* Work required
Which lines run from the start of the data below to the line containing "box: [367, 335, 417, 384]"? Set them down exactly, with none added.

*** Data for this task Section Begins ***

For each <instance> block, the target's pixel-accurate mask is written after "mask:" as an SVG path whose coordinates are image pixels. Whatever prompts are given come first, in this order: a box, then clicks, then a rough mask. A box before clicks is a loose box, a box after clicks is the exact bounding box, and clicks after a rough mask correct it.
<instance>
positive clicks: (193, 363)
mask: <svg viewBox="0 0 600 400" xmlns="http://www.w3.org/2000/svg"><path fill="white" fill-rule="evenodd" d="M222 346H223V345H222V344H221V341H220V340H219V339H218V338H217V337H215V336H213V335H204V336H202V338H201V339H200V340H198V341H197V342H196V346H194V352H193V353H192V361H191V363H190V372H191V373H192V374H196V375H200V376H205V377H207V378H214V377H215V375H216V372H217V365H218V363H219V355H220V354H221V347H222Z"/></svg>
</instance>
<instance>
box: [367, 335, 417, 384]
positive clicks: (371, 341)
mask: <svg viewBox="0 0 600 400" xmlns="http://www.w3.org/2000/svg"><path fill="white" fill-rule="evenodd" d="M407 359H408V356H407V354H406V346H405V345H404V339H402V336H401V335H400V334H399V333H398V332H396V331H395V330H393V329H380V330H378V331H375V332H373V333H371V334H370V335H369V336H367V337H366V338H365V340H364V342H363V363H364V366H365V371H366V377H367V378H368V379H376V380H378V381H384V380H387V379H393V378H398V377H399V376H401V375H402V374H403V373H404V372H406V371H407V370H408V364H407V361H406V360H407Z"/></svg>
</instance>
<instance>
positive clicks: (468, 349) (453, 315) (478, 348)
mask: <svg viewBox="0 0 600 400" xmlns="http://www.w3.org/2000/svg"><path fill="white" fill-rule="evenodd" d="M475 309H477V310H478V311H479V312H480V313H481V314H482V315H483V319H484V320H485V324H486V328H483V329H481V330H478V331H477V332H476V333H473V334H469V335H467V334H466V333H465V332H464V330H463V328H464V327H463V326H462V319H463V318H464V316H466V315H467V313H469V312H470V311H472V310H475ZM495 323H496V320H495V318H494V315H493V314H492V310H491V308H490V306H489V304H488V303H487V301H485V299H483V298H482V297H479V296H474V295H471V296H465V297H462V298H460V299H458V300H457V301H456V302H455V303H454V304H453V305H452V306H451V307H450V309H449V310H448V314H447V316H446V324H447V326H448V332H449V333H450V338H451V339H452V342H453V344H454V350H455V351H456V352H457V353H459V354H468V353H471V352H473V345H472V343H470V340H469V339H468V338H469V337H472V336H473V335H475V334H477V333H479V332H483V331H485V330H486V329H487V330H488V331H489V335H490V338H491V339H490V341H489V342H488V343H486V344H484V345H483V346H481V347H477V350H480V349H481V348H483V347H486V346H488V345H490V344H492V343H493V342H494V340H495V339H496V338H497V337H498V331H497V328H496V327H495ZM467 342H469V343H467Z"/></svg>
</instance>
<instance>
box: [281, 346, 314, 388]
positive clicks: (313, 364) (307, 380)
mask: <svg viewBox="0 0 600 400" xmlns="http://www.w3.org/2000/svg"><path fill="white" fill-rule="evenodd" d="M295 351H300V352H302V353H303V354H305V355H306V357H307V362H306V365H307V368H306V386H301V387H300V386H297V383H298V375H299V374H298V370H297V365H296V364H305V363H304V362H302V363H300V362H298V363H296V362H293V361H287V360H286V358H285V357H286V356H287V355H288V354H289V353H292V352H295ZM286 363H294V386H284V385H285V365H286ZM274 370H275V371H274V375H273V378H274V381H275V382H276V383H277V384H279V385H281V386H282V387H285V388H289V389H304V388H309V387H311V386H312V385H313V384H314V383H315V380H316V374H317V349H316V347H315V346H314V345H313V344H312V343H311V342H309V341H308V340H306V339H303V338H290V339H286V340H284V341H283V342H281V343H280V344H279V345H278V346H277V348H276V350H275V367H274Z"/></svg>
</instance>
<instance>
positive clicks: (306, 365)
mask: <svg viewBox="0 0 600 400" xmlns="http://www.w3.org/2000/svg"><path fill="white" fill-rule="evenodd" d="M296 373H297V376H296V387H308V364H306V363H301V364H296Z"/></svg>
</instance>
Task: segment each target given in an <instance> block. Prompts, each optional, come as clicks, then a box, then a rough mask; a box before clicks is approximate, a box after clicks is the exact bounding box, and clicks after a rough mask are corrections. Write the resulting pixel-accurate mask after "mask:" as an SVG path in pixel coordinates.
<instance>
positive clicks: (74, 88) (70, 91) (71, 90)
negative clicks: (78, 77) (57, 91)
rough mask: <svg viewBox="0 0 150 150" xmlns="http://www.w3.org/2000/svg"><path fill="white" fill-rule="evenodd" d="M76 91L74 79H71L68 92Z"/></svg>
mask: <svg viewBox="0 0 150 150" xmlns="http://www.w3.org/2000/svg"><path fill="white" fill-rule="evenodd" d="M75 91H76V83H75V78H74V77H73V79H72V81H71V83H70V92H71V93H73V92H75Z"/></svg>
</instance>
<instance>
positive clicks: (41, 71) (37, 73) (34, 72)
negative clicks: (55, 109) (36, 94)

*** Data for this task Section Ends ***

* Answer box
For each <instance> block, the target's pixel-accurate mask is written after "mask:" as an SVG path whose coordinates are image pixels. Whatever prompts are given come first, in this order: a box, then clicks, then a rough mask. A box before clicks is a loose box, a box after clicks is the exact bounding box, and clicks after a rough mask correct it.
<instance>
positive clicks: (193, 363)
mask: <svg viewBox="0 0 600 400" xmlns="http://www.w3.org/2000/svg"><path fill="white" fill-rule="evenodd" d="M222 346H223V345H222V344H221V341H220V340H219V339H218V338H217V337H215V336H213V335H204V336H202V338H201V339H200V340H198V341H197V342H196V346H194V352H193V353H192V361H191V363H190V372H191V373H192V374H196V375H200V376H205V377H207V378H214V377H215V375H216V372H217V365H218V363H219V355H220V354H221V347H222Z"/></svg>
</instance>
<instance>
box: [367, 335, 417, 384]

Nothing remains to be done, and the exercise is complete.